# GIVEN REQUEST
Please copy out the items starting at the line containing "Please point out the man" and ending at the final item, with "instance" changed to "occurrence" and nothing else altered.

# PROVIDED RECORDS
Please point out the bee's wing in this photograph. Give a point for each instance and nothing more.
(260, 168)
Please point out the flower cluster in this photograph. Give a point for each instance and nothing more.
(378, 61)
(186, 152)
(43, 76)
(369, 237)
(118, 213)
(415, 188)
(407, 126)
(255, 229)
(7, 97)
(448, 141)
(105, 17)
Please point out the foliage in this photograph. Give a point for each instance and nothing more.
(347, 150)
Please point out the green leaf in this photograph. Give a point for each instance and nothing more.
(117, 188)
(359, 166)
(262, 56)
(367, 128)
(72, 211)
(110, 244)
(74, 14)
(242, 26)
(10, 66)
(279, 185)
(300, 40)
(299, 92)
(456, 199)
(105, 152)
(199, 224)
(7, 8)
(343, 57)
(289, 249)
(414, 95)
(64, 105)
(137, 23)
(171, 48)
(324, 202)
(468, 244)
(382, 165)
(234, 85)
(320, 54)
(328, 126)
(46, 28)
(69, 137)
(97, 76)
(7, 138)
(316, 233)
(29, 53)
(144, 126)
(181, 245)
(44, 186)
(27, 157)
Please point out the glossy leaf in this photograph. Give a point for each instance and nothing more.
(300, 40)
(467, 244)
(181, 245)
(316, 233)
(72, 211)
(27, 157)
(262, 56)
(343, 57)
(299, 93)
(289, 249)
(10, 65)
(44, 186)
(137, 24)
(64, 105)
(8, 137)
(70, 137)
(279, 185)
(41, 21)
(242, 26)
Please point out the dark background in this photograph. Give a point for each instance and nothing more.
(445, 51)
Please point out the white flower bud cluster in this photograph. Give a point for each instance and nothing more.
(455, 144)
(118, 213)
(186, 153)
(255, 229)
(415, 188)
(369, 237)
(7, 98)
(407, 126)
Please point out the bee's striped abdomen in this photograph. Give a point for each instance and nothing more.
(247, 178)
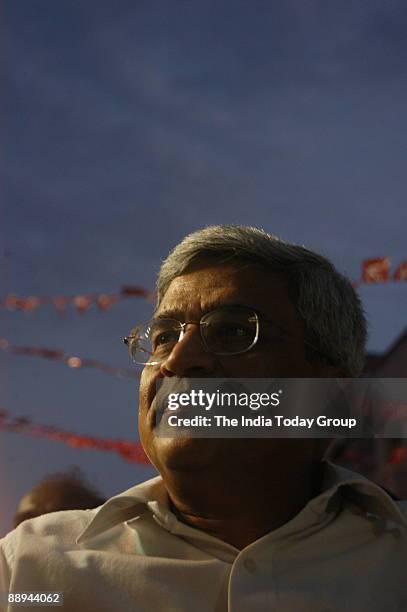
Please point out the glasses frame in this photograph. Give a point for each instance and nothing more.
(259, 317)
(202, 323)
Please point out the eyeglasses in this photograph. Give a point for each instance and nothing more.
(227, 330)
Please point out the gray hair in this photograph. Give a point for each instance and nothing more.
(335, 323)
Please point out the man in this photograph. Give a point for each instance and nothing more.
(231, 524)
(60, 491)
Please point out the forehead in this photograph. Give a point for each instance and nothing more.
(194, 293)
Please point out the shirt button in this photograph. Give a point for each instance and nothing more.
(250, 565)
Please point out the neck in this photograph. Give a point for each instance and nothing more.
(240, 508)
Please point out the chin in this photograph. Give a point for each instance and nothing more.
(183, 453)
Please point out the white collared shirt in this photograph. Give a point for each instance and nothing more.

# TASK SOLUTION
Please point out the man in this photograph. Give a point for each occurrence and nothing more.
(231, 524)
(60, 491)
Please point out the forehead in this photograph. Give a point for each occurrence and nothing more.
(194, 293)
Please point out the shirt button in this photograph. Give a point for each occurrence and nothing more.
(250, 565)
Please point out the neck in this photograph. Give a point for each occurrence and nothing more.
(240, 508)
Please point out the chin in this photograph. Give a point for each occurrence and nothing more.
(183, 453)
Please point out the white collared shirt in this photograph. Give a point for each occurrence and nothing more.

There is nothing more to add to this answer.